• _Exercise objective_: Leave out every picture, then transcribe the rest of the listing exactly.

(Image point annotation entries)
[Begin]
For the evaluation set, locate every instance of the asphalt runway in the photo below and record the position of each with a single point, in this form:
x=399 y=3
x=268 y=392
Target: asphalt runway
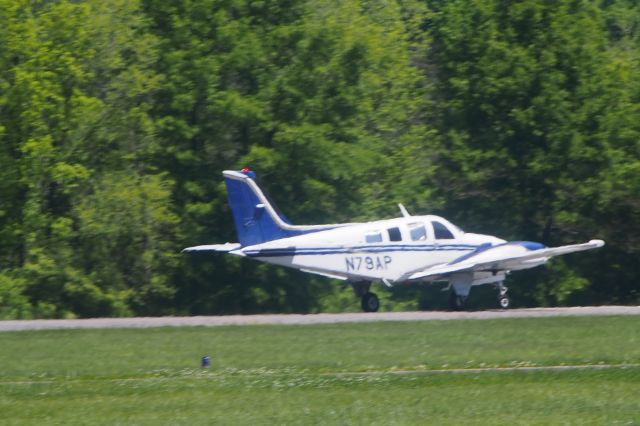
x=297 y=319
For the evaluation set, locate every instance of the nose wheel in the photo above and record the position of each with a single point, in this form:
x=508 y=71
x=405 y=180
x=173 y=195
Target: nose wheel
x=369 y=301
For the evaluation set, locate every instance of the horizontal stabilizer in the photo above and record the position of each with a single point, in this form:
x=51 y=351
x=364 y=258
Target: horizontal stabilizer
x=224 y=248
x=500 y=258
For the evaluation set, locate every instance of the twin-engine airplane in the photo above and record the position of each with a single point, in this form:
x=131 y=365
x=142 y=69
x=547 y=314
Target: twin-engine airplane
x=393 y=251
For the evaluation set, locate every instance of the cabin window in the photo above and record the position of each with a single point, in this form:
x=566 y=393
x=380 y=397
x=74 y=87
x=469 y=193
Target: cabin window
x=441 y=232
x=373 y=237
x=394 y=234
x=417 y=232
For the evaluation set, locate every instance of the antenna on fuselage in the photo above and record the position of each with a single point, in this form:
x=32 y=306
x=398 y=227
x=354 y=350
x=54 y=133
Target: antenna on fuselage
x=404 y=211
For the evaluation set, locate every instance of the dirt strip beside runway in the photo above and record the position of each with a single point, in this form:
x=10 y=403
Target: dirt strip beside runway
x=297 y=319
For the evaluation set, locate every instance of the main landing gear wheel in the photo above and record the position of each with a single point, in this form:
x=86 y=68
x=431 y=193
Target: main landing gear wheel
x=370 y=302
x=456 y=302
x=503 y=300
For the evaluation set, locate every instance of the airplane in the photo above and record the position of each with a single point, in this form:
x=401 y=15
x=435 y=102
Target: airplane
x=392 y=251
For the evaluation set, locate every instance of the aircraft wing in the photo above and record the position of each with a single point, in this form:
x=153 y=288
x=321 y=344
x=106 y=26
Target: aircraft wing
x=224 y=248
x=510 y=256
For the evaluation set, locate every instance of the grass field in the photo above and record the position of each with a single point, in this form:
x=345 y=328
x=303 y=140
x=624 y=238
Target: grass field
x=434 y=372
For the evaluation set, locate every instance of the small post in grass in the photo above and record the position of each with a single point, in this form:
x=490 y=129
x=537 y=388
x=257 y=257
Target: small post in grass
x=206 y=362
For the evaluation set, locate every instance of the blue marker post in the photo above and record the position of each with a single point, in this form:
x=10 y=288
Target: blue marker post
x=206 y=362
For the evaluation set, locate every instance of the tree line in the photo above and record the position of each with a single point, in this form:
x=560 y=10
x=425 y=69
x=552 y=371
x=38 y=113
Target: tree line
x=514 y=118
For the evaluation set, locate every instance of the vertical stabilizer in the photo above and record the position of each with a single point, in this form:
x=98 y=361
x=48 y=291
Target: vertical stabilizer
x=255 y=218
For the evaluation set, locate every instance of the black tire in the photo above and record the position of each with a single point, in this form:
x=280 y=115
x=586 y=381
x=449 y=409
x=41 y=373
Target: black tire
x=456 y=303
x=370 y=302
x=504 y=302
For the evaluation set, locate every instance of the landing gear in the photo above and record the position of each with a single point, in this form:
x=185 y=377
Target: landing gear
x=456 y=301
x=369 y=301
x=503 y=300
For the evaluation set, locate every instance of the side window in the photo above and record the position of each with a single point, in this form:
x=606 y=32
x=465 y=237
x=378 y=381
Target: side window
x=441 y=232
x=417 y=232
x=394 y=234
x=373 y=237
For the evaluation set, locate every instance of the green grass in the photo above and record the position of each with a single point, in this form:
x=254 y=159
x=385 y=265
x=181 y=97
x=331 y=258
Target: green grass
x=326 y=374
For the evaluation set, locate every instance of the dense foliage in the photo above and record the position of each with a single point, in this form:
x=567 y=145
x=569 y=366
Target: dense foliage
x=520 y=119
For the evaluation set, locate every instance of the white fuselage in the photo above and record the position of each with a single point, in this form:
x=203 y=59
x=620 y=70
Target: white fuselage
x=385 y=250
[End]
• _Task response_:
For the evaluation set, locate every instance of the asphalt runway in the photo below and record the position of each with a single point, in this form:
x=399 y=3
x=268 y=392
Target: asphalt runway
x=297 y=319
For the evaluation set, locate every instance of the nose wheel in the photo above and record the position of each with a single point, in this form:
x=508 y=71
x=405 y=180
x=173 y=195
Target: nose wheel
x=369 y=301
For the evaluation set, locate every instance of the horizontal stabilizer in the photo above and record the position of each with a single point, in this form:
x=51 y=351
x=364 y=258
Target: horizontal stabilizer
x=224 y=248
x=500 y=258
For the evaluation set, locate every instance of the twin-engine airplane in the photo above and record the position of each with a single point, in this form:
x=131 y=365
x=142 y=69
x=547 y=314
Target: twin-engine airplane
x=393 y=251
For the evaluation set, locate every instance of the cabin window in the photo above and record the position of each with a single point, in this form:
x=566 y=393
x=380 y=397
x=74 y=87
x=469 y=193
Target: cabin window
x=441 y=232
x=373 y=237
x=394 y=234
x=417 y=232
For the evaluation set, locate every instance of the antenna on fuselage in the photo above and record the position of each with a single point, in this form:
x=32 y=306
x=398 y=227
x=354 y=350
x=54 y=133
Target: antenna on fuselage
x=404 y=211
For the evaluation set, locate every instance of the dirt strip beside runway in the photo above and record the position of each with a single point, in this form:
x=10 y=403
Target: dirt strip beside runway
x=297 y=319
For the evaluation set, locate every instance of the main landing gear wheel in the photo above and record the position of each with a single point, in this form:
x=86 y=68
x=431 y=193
Target: main landing gear wheel
x=370 y=302
x=456 y=302
x=503 y=300
For the evaluation set, locate every instance of the airplane in the photo above and record the position of each with a single point, in this form:
x=401 y=15
x=435 y=102
Target: airplane
x=392 y=251
For the evaluation set, locate every instance of the aircraft wing in the photo above and record the position of each with a single point, in this form:
x=153 y=288
x=321 y=344
x=106 y=26
Target: aircraft wing
x=224 y=248
x=510 y=256
For the evaluation set, locate every instance of the grass field in the photo above and record the position of each with a single point, in this form:
x=345 y=328
x=303 y=140
x=624 y=238
Target: grass field
x=434 y=372
For the evaluation set, locate every instance of the small post in grass in the photo above and record the position of each with a single point, in this form:
x=490 y=129
x=537 y=388
x=257 y=257
Target: small post in grass
x=206 y=362
For the evaluation set, locate every instance of the blue marker post in the photo above and record the position of each with a single point, in this form:
x=10 y=288
Target: blue marker post
x=206 y=362
For the evaluation set, locate every instance of the tree line in the photo above and record the position of each with a single point, in this form:
x=560 y=10
x=425 y=69
x=552 y=371
x=38 y=113
Target: tree line
x=514 y=118
For the evaluation set, locate every instance of the vertical stabilizer in the photo above and record the position of each with a single point, in this form:
x=98 y=361
x=48 y=291
Target: vertical stabilizer
x=255 y=218
For the evaluation set, locate every instance of the black tire in the photo above and record the position of each with a single point, in this form:
x=280 y=115
x=586 y=381
x=449 y=409
x=41 y=373
Target: black tire
x=456 y=303
x=370 y=302
x=504 y=302
For the evaluation set, locate every instance of the landing gear in the photo above and record the position of each with a single point, in this form:
x=185 y=377
Target: landing gear
x=456 y=301
x=369 y=301
x=503 y=300
For the evaluation set, locate every instance of the side window in the photo above and record the position of each with a single point, in this form:
x=606 y=32
x=465 y=237
x=378 y=381
Target: side window
x=441 y=232
x=417 y=232
x=394 y=234
x=373 y=237
For the evaluation set, locate every instance of the green grass in the photo above and record the position of each with a single point, in this form:
x=254 y=159
x=385 y=265
x=181 y=97
x=331 y=258
Target: green grass
x=326 y=374
For the evaluation set, locate every instance of the dense foliage in the photo above and record the position of each with a single point, in this form:
x=567 y=145
x=569 y=366
Target: dense foliage
x=520 y=119
For the evaluation set, locate every instance of the white fuselage in the photo above and record the position of each with a single point, in this form:
x=203 y=59
x=620 y=70
Target: white fuselage
x=385 y=250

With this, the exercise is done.